### EXCERPTED DATA
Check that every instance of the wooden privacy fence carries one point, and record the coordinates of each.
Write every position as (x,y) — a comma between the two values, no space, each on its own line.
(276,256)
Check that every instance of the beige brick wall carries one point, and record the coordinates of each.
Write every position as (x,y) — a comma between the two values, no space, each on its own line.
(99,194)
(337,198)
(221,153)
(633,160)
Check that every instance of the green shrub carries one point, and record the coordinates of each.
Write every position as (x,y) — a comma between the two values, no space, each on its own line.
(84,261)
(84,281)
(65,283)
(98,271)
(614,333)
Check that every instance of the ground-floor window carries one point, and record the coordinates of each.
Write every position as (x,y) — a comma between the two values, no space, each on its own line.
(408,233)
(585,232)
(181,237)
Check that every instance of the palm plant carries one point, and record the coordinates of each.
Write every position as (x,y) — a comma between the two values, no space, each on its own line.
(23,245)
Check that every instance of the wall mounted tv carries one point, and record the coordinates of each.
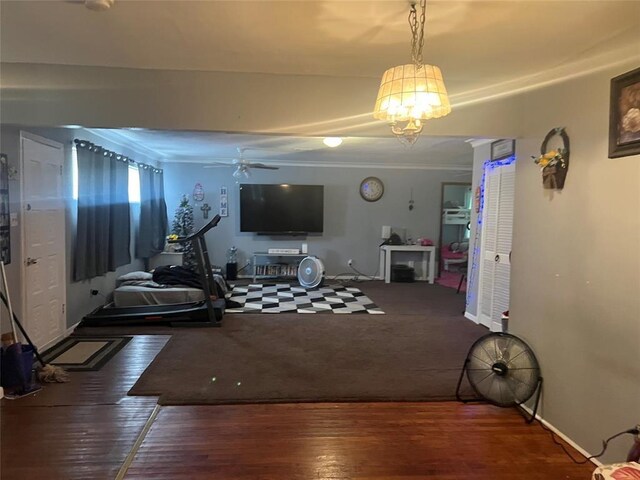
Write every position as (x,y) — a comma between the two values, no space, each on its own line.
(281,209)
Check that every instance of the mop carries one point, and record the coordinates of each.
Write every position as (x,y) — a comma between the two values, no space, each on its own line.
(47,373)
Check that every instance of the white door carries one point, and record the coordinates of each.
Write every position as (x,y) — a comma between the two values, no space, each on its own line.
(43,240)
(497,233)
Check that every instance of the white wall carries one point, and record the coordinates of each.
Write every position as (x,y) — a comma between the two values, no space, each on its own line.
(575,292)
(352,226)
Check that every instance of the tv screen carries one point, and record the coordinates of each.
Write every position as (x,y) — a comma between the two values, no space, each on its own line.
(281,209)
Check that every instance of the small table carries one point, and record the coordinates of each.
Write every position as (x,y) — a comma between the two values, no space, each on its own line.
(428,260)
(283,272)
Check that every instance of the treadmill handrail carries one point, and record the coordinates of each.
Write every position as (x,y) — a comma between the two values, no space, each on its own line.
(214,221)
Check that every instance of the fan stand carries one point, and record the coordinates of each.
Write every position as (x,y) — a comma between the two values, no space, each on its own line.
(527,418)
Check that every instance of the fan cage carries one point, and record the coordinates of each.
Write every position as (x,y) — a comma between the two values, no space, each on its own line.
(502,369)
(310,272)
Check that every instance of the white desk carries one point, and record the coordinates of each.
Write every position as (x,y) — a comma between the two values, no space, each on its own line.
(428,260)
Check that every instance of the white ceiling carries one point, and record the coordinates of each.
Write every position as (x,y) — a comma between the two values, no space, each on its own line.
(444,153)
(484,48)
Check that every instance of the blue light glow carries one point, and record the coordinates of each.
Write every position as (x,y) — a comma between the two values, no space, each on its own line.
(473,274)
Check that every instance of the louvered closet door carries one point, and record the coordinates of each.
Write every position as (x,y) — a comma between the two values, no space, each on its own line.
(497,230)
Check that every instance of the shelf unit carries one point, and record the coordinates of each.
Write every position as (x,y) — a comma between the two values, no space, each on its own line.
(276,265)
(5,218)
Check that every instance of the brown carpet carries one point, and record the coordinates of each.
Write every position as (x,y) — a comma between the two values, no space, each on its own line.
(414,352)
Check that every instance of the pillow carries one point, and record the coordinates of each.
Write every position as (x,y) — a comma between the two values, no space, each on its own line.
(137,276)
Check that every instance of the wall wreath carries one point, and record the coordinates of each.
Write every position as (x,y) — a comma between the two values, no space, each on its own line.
######
Quote the records in their entirety, keeping the wording exact and excluding pictures.

Check that every instance of the wooden privacy fence carries one point, and record the coordinates of each.
Write every position as (x,y) — a comma between the two values, no space, each on its own line.
(276,256)
Check that every instance of the beige brick wall carries one point, and record the coordinates of each.
Write every position as (x,y) — a comma between the two values, no space, each on its own line.
(99,194)
(337,198)
(221,153)
(633,160)
Check that every instance of the green shrub carries one point, and record the coordinates of each.
Write every position as (x,y) — a comma between the two values, no space, each on its own line.
(84,261)
(84,281)
(65,283)
(98,271)
(614,333)
Check that every instance of the ground-floor window carries one point, and record the coordinates of each.
Write every position as (x,y) — a comma between the two values, no space, each on its own line.
(408,233)
(585,232)
(181,237)
Check that every instance of the palm plant carries one point, and record the coordinates of each.
Write every position as (x,y) — a comma between the two values, no space, each on its own line.
(23,245)
Check that every instance of the wall mounted tv carries one point, and record the coordinates of each.
Write every position as (x,y) — a comma between the two values, no space, each on its own line.
(281,209)
Check that every instance of the mop carries one point, and record the coordinates of each.
Write every position as (x,y) — a comma between the two values, no space, each on its own line.
(47,373)
Check that every instance of the white door carries one point, and record the coordinates of each.
Write every position as (x,y) — a comma between the two values, no space, each on its own line.
(43,240)
(497,233)
Check that every instance of the white wall carries one point, and record the coordinates of each.
Write every position as (x,y) — a comma between the two values, no space, each on its own line.
(575,292)
(352,226)
Check that every instance of the tv screen carries one point, and record the coordinates of each.
Write every position as (x,y) — a comma between the two values, no space, each on its own line.
(281,209)
Check that every instance of the small table carries one point, and record the coordinates of each.
Write every position as (x,y) — a comma between the two values, no space, each on its own line.
(428,260)
(283,272)
Check that every instance of the treadmill handrail carries one point, and record the coordinates of each.
Write every position as (x,y) — a comma between the two values, no space, each on its own line.
(214,221)
Check that every instance of the fan stand carries one point, and record the coordinates of each.
Write every position as (x,y) — a comma between the two values, no space, each on its own line.
(527,418)
Check that every instance of the fan cage carries one point, and record the coordinates of each.
Write every position as (x,y) — a comma between the two values, no space, each on its own line.
(502,369)
(310,272)
Check that every instance of the white desk carries one point, and record the coordinates of each.
Write every position as (x,y) — a comma between the two values, no space, each on its own line.
(428,260)
Check that every instance of the white ceiling carries one point, and record the coordinates of each.
Write every position as (x,y) — a comma between the two values, no space, each on its own line.
(444,153)
(484,48)
Check that every instance of the blue light glow carries one point, and record the coordinates of each.
Write every position as (x,y) — a comma between the two values, no space, each on its own line.
(473,274)
Check that every instance of the louvered closet door carries one point, and record the coordinates of each.
Write every position as (x,y) — a comma between the two values, no space, each on its own line.
(497,230)
Check that every instance of the shelf unit carries one point, and record the coordinates of each.
Write every position as (x,y) — a comma between the two values, no space, each on its own line.
(276,265)
(5,218)
Check that every instance of the brown carpet carries one point, and record the coordinates of each.
Write every position as (x,y) — a comma between the two values, no space, each on its own line.
(414,352)
Check that every instance of the pillow carries one point, and record the coordinates of each.
Write every position as (x,y) — a comma between the two values, no space, each on its own line.
(137,276)
Check that every instance of the wall wreath carries one point, and record the coordinates of each.
Write every position as (x,y) — a comma between the two values, no space, each on its own line.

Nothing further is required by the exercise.